[Opening Information section]
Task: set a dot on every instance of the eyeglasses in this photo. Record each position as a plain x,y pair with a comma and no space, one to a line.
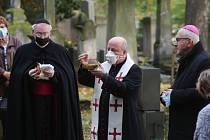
42,34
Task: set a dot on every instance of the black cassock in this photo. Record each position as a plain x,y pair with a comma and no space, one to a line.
43,109
128,89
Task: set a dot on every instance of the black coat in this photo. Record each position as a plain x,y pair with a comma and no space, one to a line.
20,118
128,89
186,102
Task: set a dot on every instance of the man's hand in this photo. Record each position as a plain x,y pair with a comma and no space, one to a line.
45,71
6,74
83,58
34,73
166,97
99,72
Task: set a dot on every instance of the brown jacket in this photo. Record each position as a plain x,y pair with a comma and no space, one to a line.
12,46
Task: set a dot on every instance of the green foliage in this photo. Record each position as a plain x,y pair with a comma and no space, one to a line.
64,8
148,8
34,9
19,22
101,7
145,8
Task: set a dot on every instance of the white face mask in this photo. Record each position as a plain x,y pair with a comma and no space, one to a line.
3,32
111,57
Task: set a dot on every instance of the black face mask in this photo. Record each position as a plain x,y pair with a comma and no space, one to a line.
42,41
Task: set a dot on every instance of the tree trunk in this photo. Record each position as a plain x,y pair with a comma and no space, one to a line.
197,13
157,36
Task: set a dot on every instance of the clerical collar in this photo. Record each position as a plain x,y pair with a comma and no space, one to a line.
41,46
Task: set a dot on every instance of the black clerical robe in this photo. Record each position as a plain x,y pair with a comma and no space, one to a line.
59,102
128,90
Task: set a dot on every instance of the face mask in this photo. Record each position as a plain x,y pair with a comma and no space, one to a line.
3,32
42,41
111,57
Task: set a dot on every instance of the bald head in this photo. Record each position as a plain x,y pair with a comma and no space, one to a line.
41,27
118,45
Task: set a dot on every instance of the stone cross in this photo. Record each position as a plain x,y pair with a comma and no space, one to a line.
49,11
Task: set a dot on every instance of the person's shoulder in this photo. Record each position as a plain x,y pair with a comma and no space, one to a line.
135,68
25,47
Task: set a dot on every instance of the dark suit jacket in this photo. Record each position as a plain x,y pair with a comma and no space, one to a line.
185,100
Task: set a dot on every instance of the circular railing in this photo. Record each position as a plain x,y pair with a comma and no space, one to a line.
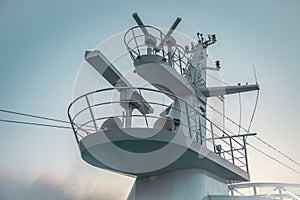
104,108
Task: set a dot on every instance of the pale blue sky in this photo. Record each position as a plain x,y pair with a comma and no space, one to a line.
41,49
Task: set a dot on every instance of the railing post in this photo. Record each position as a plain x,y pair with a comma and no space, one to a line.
92,115
231,149
144,109
245,153
188,120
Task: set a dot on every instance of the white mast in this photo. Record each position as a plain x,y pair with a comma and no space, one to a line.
170,158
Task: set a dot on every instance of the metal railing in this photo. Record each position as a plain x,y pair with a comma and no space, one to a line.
280,191
138,44
88,112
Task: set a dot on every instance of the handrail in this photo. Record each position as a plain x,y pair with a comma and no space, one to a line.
172,53
278,191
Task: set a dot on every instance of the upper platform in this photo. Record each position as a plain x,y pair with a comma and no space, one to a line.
153,143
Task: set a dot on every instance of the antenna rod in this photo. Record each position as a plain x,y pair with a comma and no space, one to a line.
171,30
140,23
174,26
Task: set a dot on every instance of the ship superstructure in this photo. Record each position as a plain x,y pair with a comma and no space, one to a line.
161,134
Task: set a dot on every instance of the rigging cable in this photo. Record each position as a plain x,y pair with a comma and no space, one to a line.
258,138
34,124
240,120
34,116
65,127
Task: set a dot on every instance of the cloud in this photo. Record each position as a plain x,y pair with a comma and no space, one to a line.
52,187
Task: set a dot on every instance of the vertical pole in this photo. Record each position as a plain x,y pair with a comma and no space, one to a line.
213,136
231,148
90,109
188,119
128,117
245,152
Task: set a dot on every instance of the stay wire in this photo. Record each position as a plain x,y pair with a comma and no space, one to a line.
34,116
34,124
258,138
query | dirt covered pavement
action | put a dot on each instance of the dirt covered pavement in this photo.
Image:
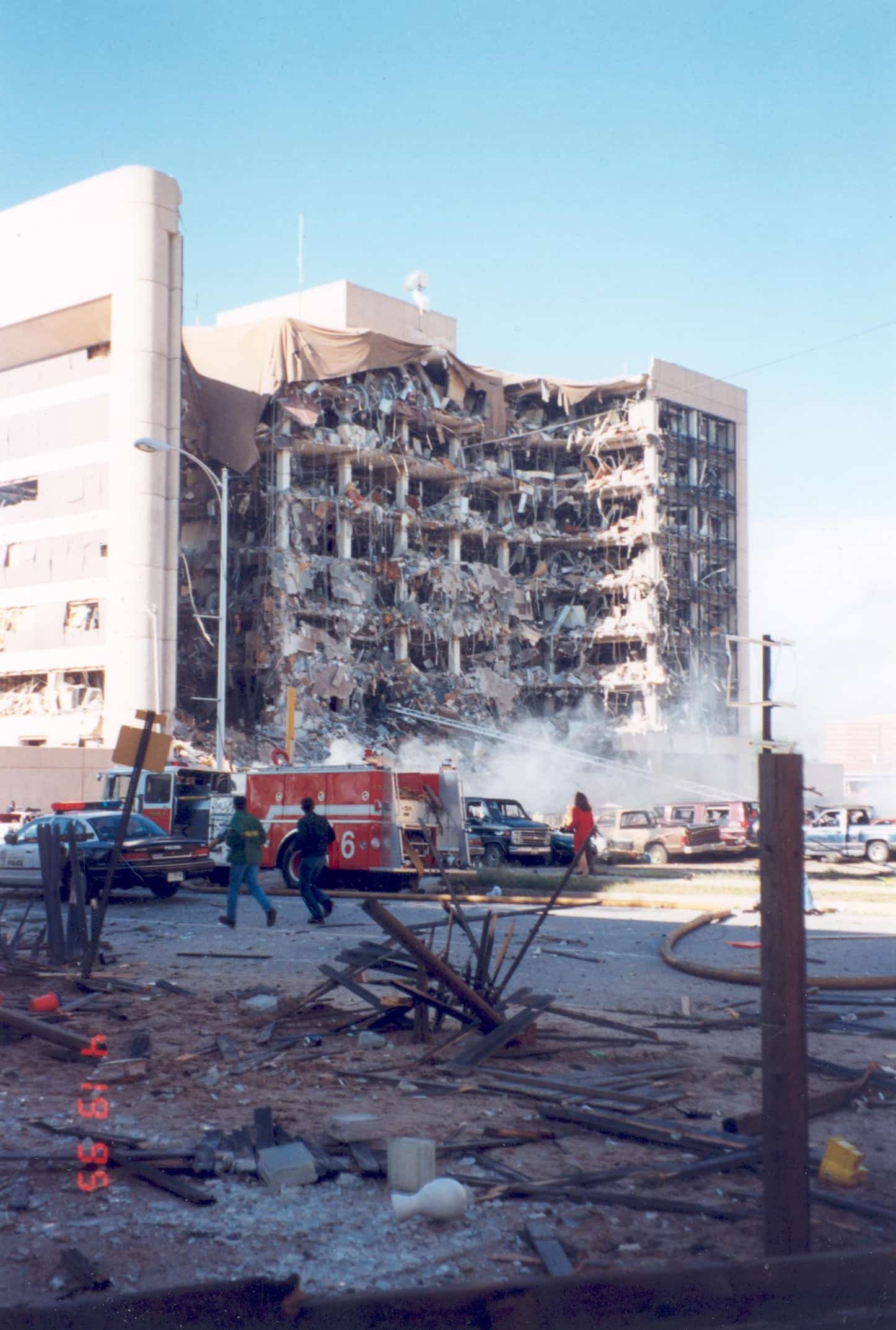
[Closing Information section]
#### [Task requirements]
Everything in the entries above must be output again exactly, except the pictures.

#### [Worked solution]
Task: set a dot on every instance of the eyeglasses in this photo. Record each position as a plain x,y pair with a comma and no space, one to a line.
42,34
Task: set a dot on every instance of the black cassock in this photo. Record each position as a plain x,y pair with a comma and no space, one to a line.
43,109
128,89
Task: set a dot on every instance of the black coat in this photo. Record each position as a plain x,y pair with a comma and no space, one to a line.
20,118
128,89
186,102
Task: set a dot on every instance of the man's hand in this photo. Record each position as a plain x,y pair with a comma and no space, one to a line.
45,71
6,74
83,58
34,73
166,97
99,72
Task: set a dot on every instance of the brown jacket in this photo. Record each position as a plain x,y pair with a comma and no space, one to a line.
12,46
Task: set a dot on every instance of the green foliage in this photo. Record each position as a plain x,y pair with a comma and no space, one to a line.
64,8
148,8
34,9
19,22
101,7
145,8
Task: set a dot on every instance of the white face mask in this photo. Record each position as a plain x,y pair with a comma and no space, one to a line.
3,32
111,57
Task: set a dot on every instance of the black face mask in this photo. Record each position as a plain x,y pair with a comma and no space, one to a line.
42,41
Task: set a dot on every instance of the tree trunk in this photo. Record each position as a plain x,y pair with a comma and no space, one to a line.
197,13
157,36
Task: set a dot on every instance of the clerical collar in this photo. Record each position as a plain x,y pair with a comma and no space, one to a line.
41,46
Task: set a dot on every instance of the black clerical robe in this photo. Record each position as a plain x,y pair with a comma and no space, one to a line.
59,102
128,90
Task: set a dot on every instance of the face mask in this photo. Record each position as a plain x,y pair with a comma and no space, one to a line.
3,32
42,41
111,57
Task: set a dot on every instance of the bald head in this photo. Record each position as a plain x,y pair with a comma and no space, one to a line.
41,27
118,45
Task: set a dot on every instance of the stone cross in this photo. Record each position as a plain x,y pair with a comma and no space, one to a line.
49,11
Task: set a dot on every instance of the person's shoulder in this photo. Record each position as a plain x,y pair with a comma and no space, one to a line.
135,68
25,47
Task: set a dot on every instance of the dark suit jacket in this photo. Record each position as a plain x,y pair with a comma and no space, one to a line.
185,100
Task: set a dot on every instance of the circular railing in this photo. Record each position as a plain x,y pair with a comma and no space, one to a line.
104,108
Task: set a dot on every instance of the pale blue sky in this photo. Record each position as a plain x,y pair with a comma and no space, one to a line.
41,49
Task: set a dot on every instance of the railing post in this photo. Record each position as a plain x,y pair with a comma and no space, one to a line.
92,115
231,149
144,109
245,153
188,120
Task: set a dot on every instance of the white mast in this photo. Record each position as a plain x,y pair with a comma and no space, one to a line.
170,158
Task: set a dot on every instance of the metal railing in this photo. Record each position as a plain x,y pair with a comma and no space, one to a line.
280,191
138,44
88,112
Task: set a dot on every instance of the handrail in this photo. Record each position as a plain x,y pair with a comma and no space, one to a line.
172,53
278,191
Task: set a dot on every instance of the upper platform in this photo. Record each position as a plain x,y pair with a comma and no space, one to a line.
153,143
Task: set a dot on every instance of the antenna rod in this photo. Record each position as a plain x,y pair with a comma and no space, one to a line.
171,30
140,23
174,26
Task: set a dot on every instance of the ship superstructure in this photo. Record each position as a plain x,y pair with a comma and no space, one to a line.
161,134
Task: set a dot on every instance of the rigging cable in this photo. Record each position as a plain x,y pair with a comma and no space, one to a line.
258,138
34,124
240,120
34,116
65,127
Task: set a dot on every instance of the cloud in this photo. Record each position as a plain x,y pair with a comma and no space, one to a line.
52,187
Task: set a dot on every instance of the vertical pole in this photo. Record each position as a plain x,y pair with a comma and no space, one to a line.
213,136
231,148
90,109
188,119
128,117
245,152
Task: set a dot on every instance of the stay wire in this photo. Record each position as a plain x,y pair with a comma and no space, one to a line.
34,116
34,124
258,138
query | dirt covered pavement
action | put a dot on each instance of the dirt covered pavement in this photo.
Image:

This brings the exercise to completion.